▶ **TÂCHE DEMANDÉE A**
Reproduis fidèlement une partie du passage cité ci-dessous. Commence aux mots « Acte 1 Scène » et arrête-toi après « toi pour l’éternité. ».
--
Il y a en tout candidat à la libération de l'âme, un Tamino et un Papageno.
Mais il y a plus encore car le candidat aux mystères, ne réduit pas sa manifestation terrestre à la seule existence de sa personnalité.
Il sait qu'il est l'hôte animateur d'un petit monde, d'un « microcosme » comme on pourrait l’appeler.
Celui-ci abrite en son centre l'idée divine, l’Amour, symbolisée par Pamina.
C’est Monostatos qui retient notre âme prisonnière dans la vie et les passions, en utilisant toute la puissance du corps émotionnel de la personnalité. Monostatos veut Pamina lui aussi mais pour en jouir à des fins naturelles et non pas lui rendre la possibilité d'exprimer les lois de l'Ordre de l'Esprit.
Monostatos camoufle toujours ses actes les plus inavouables, sous des apparences trompeuses.
Ainsi, il a persuadé Pamina qu'elle était prisonnière de Sarastro. Or c'est faux !
Pamina appartient au monde de la Lumière, c'est à dire au royaume de Sarastro, mais n'en est en aucun cas prisonnière. Pour l'instant, elle n'en a pas conscience. Et la Reine de la Nuit le sait bien elle aussi. Sa propre version qu'elle fait à Tamino, du soi-disant enlèvement de Pamina par Sarastro, sonne parfaitement faux. L'outrance et la haine apparaissent tout au long du récit. La musique le souligne. C’est maintenant que la vérité sur Sarastro et la Reine de la Nuit nous est révélée.

Acte 1 Scène 6
La Reine est assise sur un trône orné d’étoiles brillantes. Les Mêmes.
La Reine de la Nuit :
Récitatif :
Oh, ne tremble pas, mon cher fils ! Tu es innocent, sage, pieux ; c’est un jeune homme comme toi qui peut le mieux consoler le profond chagrin de mon cœur maternel.
Air
Je suis condamnée à la souffrance, car ma fille me manque ; avec elle, j’ai perdu tout mon bonheur, un scélérat me l’a enlevée. Je la revois trembler, bouleversée de peur, frémir d’angoisse, se débattre sans audace. Sous mes yeux, elle me fut ravie, Ah, au secours ! c’est tout ce qu’elle m’a dit. Mais ses supplications furent vaines, car mon pouvoir était trop faible. Toi, tu iras la délivrer, tu seras son sauveur, si je te vois encore vainqueur, elle sera à toi pour l’éternité.
(Elle sort avec les 3 Dames. Le décors est à nouveau le même qu’au premier tableau)
--
▶ **TÂCHE DEMANDÉE B**
Relève toutes les lignes des entrées ci-dessous où figure le mot « yellow », et recopie-les telles quelles.

[Entrées tirées d'une collection]
--
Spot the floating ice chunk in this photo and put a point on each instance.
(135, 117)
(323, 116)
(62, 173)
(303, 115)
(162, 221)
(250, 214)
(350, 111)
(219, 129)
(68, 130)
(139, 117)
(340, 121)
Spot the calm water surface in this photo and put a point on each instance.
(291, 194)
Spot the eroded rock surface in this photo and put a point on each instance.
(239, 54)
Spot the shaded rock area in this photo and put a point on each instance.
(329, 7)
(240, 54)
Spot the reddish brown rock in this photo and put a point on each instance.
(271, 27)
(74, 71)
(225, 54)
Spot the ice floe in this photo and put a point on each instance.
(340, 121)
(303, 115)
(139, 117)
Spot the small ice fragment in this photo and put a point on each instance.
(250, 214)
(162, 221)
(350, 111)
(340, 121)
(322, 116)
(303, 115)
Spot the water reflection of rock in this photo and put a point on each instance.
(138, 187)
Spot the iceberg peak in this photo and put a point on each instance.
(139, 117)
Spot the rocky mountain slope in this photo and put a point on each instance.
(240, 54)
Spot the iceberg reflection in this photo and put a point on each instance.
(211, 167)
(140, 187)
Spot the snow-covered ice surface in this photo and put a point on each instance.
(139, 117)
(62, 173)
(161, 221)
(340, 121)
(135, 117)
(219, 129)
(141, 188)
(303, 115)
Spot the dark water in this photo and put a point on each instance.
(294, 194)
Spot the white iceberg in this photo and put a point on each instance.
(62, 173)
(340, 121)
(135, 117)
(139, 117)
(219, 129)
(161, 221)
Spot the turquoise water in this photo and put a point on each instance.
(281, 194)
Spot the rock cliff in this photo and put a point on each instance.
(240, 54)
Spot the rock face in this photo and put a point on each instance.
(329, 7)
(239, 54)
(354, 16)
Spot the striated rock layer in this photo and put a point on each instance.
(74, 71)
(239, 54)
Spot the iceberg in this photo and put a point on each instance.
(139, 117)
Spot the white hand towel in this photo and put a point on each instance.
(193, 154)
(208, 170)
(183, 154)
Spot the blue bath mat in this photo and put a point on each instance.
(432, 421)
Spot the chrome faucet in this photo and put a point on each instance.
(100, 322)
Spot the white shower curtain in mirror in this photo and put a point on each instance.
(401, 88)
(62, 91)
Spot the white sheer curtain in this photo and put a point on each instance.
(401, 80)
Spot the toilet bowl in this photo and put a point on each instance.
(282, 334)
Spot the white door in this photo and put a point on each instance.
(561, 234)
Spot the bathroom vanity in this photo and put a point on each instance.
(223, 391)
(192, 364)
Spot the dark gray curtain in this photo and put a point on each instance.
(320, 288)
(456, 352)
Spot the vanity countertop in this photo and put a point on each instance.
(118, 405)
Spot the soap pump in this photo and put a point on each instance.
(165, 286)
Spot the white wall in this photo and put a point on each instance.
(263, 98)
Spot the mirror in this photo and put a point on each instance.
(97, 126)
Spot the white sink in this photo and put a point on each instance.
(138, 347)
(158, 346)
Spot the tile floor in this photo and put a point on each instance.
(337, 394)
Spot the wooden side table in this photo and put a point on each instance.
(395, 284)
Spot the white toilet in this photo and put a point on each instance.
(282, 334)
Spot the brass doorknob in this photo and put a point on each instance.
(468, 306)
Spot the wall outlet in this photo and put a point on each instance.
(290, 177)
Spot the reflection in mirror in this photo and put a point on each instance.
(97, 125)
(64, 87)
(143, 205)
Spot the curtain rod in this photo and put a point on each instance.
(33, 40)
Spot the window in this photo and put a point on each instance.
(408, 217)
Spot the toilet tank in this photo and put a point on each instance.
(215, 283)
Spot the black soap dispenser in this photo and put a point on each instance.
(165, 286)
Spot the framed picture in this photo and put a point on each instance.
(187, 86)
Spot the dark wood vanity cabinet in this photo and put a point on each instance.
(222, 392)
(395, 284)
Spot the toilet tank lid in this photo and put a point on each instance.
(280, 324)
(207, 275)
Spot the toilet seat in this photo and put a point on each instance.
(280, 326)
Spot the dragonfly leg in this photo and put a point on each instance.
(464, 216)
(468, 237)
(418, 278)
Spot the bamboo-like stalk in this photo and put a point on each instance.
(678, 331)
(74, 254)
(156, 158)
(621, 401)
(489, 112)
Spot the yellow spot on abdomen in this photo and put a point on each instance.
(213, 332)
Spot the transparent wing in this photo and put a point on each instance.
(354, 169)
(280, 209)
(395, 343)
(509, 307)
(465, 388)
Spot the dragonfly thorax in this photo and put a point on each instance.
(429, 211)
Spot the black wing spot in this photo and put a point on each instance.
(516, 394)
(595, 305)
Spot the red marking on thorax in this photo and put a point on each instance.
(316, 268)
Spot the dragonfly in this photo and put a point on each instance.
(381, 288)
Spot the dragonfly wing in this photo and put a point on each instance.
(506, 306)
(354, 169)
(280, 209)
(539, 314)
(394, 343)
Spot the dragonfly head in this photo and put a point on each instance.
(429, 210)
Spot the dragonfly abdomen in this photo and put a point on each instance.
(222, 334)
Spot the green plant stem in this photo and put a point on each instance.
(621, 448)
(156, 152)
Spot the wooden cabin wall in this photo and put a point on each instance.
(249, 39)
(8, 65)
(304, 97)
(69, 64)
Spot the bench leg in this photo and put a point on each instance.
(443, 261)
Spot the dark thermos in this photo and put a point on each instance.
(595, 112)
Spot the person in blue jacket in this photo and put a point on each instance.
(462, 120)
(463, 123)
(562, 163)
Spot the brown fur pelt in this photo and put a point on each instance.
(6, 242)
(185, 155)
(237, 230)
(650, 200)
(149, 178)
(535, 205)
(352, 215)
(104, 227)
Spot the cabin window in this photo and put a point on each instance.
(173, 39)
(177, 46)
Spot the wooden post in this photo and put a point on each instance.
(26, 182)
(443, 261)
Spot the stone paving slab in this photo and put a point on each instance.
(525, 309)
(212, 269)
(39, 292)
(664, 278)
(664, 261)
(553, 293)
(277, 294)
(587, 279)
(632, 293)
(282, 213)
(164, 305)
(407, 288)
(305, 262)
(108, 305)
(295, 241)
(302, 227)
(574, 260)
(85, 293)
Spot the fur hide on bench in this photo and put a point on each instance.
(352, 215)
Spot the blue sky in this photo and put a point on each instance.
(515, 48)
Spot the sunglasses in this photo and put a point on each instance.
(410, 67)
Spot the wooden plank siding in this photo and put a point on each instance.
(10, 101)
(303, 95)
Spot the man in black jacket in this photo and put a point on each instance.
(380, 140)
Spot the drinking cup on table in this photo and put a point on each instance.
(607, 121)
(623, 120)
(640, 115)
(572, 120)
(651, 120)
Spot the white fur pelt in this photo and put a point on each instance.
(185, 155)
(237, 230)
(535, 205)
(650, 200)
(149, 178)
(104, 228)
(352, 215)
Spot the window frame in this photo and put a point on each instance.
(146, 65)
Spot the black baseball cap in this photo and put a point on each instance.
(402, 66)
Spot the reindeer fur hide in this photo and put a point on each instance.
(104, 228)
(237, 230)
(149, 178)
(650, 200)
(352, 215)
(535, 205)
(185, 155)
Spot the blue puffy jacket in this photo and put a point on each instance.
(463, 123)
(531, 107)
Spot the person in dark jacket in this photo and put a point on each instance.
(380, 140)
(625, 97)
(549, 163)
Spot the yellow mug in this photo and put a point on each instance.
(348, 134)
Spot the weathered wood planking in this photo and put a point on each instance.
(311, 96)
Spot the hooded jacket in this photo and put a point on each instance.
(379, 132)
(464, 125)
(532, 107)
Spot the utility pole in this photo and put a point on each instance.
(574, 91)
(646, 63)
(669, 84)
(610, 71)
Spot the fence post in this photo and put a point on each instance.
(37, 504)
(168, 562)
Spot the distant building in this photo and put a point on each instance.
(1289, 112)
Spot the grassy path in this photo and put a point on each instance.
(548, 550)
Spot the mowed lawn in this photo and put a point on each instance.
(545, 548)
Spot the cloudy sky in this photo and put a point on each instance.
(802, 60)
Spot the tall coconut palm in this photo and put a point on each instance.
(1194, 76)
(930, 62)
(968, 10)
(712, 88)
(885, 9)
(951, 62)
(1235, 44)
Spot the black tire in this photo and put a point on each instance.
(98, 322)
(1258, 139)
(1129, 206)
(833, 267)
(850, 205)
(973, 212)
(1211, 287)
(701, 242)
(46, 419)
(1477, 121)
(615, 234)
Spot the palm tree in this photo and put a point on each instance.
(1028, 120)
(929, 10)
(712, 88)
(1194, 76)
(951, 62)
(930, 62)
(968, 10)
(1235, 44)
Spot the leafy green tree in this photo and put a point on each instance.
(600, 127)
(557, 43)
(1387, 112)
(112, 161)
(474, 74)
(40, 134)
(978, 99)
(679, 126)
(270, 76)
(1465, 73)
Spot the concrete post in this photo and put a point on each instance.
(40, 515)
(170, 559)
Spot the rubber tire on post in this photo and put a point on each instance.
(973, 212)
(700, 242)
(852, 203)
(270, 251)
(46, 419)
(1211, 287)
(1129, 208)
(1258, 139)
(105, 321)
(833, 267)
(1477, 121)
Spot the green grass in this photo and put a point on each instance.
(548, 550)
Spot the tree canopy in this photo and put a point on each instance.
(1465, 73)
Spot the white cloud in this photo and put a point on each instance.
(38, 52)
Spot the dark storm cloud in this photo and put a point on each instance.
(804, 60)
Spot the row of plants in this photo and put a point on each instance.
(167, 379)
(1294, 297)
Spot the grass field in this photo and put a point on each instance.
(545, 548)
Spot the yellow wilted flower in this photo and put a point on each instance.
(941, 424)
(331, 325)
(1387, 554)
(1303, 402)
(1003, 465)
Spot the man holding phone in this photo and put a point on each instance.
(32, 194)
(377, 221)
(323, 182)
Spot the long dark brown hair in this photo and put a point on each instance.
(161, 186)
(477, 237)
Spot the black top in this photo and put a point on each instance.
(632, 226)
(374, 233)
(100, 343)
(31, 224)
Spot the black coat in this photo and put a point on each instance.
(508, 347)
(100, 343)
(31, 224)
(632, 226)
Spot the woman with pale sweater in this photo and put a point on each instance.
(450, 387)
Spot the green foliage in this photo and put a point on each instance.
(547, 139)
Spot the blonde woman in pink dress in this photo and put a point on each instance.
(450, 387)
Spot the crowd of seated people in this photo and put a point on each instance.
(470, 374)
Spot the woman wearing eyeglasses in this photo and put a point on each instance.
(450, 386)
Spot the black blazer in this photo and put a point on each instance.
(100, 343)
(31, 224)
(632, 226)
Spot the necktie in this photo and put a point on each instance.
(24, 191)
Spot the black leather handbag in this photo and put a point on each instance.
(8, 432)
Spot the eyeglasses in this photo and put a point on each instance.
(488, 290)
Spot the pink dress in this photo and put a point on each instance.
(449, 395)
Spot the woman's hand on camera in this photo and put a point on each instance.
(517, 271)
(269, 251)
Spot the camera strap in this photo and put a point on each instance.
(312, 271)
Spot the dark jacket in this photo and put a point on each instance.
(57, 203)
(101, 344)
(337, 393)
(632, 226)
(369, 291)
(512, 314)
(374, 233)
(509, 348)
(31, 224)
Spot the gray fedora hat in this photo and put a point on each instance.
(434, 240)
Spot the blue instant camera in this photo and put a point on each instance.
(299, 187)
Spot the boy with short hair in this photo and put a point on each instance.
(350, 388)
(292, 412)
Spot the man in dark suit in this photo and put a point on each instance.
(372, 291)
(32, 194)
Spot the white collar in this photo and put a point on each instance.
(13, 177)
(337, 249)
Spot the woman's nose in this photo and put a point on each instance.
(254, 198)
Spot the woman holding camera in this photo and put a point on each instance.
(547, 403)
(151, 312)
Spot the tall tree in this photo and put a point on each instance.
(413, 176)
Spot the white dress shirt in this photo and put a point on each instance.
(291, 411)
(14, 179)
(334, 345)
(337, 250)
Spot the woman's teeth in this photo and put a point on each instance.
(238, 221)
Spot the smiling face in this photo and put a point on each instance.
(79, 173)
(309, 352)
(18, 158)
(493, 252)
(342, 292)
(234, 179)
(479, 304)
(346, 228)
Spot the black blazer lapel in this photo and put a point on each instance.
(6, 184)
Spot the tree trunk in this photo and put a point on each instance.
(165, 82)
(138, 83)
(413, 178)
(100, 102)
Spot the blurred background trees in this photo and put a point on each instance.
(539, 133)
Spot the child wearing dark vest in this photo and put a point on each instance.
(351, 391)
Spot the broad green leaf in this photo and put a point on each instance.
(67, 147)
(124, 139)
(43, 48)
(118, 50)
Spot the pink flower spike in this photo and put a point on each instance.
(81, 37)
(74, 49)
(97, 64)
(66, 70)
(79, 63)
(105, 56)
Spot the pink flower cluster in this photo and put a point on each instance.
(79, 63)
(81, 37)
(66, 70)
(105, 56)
--
▶ **RÉSULTAT FINAL A**
Acte 1 Scène 6
La Reine est assise sur un trône orné d’étoiles brillantes. Les Mêmes.
La Reine de la Nuit :
Récitatif :
Oh, ne tremble pas, mon cher fils ! Tu es innocent, sage, pieux ; c’est un jeune homme comme toi qui peut le mieux consoler le profond chagrin de mon cœur maternel.
Air
Je suis condamnée à la souffrance, car ma fille me manque ; avec elle, j’ai perdu tout mon bonheur, un scélérat me l’a enlevée. Je la revois trembler, bouleversée de peur, frémir d’angoisse, se débattre sans audace. Sous mes yeux, elle me fut ravie, Ah, au secours ! c’est tout ce qu’elle m’a dit. Mais ses supplications furent vaines, car mon pouvoir était trop faible. Toi, tu iras la délivrer, tu seras son sauveur, si je te vois encore vainqueur, elle sera à toi pour l’éternité.

▶ **RÉSULTAT FINAL B**
Spot the yellow spot on abdomen in this photo and put a point on each instance.
Spot the yellow mug in this photo and put a point on each instance.
Spot the yellow wilted flower in this photo and put a point on each instance.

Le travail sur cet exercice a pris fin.